[begin Listed records]

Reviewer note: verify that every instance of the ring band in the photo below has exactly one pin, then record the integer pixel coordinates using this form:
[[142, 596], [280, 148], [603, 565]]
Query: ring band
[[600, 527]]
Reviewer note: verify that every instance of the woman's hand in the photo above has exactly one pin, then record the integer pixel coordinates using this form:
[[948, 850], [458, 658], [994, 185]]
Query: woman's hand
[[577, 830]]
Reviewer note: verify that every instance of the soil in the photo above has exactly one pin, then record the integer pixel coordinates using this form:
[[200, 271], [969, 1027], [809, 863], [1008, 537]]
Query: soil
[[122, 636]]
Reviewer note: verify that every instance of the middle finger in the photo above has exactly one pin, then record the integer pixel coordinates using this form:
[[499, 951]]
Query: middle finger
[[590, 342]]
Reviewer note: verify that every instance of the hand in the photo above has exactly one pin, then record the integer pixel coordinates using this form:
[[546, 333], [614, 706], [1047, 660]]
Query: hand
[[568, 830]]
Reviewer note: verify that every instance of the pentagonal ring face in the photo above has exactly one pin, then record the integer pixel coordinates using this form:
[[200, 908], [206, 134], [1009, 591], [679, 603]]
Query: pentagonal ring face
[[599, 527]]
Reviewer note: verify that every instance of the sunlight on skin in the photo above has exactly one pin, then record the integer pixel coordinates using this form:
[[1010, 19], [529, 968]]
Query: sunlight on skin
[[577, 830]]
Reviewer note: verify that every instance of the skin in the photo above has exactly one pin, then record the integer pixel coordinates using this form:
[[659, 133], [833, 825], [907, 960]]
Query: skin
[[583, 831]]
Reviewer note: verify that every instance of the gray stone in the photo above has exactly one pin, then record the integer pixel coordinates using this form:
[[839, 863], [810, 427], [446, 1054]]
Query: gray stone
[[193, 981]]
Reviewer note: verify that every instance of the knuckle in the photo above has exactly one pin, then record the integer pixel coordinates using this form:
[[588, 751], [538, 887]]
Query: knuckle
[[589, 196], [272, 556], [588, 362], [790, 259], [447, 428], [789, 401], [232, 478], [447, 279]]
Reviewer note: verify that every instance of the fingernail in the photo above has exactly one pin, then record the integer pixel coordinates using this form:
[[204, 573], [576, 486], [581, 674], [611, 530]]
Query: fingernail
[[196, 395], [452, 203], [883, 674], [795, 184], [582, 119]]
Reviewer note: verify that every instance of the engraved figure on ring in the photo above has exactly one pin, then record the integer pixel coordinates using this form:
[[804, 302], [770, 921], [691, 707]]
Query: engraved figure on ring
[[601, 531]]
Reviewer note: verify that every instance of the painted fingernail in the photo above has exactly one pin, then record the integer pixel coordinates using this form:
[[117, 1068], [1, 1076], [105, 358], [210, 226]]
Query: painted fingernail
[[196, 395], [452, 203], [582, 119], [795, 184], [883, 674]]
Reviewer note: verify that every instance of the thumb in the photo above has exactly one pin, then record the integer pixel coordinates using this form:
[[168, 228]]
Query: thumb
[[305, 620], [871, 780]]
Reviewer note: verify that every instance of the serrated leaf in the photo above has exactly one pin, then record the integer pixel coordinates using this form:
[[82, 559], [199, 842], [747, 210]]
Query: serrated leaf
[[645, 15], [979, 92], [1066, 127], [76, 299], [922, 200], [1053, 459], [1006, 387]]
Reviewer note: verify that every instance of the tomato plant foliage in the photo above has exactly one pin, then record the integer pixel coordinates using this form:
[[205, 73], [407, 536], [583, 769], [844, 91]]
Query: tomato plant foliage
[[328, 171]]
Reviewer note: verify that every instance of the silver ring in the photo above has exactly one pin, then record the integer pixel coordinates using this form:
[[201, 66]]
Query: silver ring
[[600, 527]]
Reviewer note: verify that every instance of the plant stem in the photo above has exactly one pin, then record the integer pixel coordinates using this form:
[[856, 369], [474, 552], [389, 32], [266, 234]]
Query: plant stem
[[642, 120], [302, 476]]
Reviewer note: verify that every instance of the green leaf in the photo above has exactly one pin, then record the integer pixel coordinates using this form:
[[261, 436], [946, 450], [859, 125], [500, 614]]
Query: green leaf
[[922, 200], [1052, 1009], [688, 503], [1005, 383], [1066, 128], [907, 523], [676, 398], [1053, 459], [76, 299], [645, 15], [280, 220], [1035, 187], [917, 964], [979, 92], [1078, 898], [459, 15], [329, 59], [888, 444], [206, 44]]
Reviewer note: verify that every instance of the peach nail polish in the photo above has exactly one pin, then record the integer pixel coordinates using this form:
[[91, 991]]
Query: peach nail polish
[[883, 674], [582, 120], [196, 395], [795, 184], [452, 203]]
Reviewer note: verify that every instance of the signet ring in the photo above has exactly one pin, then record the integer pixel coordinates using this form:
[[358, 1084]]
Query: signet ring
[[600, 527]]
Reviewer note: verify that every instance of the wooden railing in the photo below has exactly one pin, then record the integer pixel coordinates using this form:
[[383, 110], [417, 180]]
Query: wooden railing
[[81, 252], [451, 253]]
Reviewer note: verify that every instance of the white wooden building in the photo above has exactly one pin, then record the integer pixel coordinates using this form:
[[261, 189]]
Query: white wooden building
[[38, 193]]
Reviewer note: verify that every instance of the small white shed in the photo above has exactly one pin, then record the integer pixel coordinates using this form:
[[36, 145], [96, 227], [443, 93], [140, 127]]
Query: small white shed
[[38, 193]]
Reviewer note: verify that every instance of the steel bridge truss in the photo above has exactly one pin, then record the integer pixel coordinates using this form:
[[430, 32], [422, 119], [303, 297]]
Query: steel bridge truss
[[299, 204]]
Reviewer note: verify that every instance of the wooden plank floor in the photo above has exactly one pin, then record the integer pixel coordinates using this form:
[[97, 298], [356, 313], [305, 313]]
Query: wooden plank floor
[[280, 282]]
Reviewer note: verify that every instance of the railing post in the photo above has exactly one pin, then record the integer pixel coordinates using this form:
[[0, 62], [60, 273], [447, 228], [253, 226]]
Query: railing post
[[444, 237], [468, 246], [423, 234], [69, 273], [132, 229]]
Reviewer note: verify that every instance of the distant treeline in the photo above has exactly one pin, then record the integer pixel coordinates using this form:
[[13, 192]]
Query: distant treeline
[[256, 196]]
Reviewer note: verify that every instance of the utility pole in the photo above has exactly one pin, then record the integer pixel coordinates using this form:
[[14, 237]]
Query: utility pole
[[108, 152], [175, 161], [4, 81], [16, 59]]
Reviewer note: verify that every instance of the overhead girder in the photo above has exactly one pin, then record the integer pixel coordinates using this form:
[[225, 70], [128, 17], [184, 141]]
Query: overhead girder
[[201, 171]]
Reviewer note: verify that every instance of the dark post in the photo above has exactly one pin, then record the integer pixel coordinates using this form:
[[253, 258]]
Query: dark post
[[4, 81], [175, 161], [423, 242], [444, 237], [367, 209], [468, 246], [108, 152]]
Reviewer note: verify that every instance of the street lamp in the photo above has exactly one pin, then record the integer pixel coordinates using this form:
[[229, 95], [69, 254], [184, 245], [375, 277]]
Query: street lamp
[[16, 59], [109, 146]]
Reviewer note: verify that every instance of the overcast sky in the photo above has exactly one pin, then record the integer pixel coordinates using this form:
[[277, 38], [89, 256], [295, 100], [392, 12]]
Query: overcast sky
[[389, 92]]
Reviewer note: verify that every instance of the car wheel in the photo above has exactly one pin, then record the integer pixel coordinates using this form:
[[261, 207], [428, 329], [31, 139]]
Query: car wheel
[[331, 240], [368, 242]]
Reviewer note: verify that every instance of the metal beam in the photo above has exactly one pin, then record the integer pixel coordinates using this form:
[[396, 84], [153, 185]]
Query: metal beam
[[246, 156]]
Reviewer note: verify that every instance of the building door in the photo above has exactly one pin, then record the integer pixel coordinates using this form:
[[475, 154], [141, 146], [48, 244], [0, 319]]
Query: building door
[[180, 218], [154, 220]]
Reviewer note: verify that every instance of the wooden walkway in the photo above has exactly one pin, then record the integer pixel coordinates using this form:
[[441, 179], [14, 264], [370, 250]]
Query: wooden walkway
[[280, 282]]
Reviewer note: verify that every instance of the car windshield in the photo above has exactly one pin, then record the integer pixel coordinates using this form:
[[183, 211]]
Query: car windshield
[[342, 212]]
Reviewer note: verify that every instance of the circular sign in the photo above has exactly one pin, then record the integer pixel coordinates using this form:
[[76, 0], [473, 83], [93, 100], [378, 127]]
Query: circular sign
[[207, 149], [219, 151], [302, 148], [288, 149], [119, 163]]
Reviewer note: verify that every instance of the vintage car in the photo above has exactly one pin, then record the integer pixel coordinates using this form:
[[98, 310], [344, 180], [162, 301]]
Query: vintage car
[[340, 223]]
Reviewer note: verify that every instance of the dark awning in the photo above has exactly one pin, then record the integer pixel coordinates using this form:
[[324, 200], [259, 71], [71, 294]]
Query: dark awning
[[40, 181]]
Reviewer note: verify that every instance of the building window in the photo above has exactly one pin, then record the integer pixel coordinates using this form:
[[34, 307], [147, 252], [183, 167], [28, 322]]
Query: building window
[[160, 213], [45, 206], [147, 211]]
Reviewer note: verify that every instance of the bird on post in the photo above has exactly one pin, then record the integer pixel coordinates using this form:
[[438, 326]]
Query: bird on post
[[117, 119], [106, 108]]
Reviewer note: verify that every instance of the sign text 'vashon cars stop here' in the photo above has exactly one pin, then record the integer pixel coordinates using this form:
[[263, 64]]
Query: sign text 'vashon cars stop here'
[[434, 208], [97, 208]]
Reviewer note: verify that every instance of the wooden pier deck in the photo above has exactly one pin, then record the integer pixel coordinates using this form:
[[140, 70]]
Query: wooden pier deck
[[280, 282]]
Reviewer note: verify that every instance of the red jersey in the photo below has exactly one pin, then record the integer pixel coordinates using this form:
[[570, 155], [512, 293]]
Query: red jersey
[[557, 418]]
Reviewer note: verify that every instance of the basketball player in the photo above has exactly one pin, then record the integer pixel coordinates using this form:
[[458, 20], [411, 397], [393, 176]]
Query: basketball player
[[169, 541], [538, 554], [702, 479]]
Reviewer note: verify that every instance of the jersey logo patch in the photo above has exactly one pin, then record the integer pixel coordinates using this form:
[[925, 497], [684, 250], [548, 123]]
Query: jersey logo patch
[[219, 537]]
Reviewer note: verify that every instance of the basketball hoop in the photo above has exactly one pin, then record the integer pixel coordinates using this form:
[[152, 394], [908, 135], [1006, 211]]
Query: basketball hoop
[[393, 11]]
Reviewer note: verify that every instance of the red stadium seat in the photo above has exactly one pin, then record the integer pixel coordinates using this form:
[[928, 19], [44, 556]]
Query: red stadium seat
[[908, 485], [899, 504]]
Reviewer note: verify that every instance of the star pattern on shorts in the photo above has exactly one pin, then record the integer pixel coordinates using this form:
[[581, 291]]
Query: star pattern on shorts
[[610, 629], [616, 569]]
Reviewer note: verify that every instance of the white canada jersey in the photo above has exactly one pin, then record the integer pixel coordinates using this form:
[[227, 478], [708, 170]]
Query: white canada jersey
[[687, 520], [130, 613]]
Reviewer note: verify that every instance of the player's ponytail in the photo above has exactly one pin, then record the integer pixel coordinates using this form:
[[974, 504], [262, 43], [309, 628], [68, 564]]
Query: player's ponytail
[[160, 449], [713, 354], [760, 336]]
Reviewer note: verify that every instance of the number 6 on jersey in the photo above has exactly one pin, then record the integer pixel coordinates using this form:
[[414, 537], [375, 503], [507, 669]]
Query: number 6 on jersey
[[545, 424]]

[end Listed records]

## Given request
Rewrite the lines of the listing starting with the line containing "Reviewer note: verify that every instance of the middle" and going on through the line containing "[[568, 830]]", requests included. Scale every coordinate in the answers by 1.95, round to whole numbers with halves rounded up, keep the requests and their format samples unchanged, and output only those lines.

## The reply
Reviewer note: verify that every instance of the middle finger in the photo above has exactly one pin, then record the integer pixel coordinates using this form:
[[499, 951]]
Query: middle finger
[[1151, 667]]
Reviewer note: verify that every instance of the hand in the photo above has exactly one pin, then record the integer pixel coordinates using this form:
[[546, 333], [614, 706], [1047, 660]]
Query: hand
[[1108, 1619]]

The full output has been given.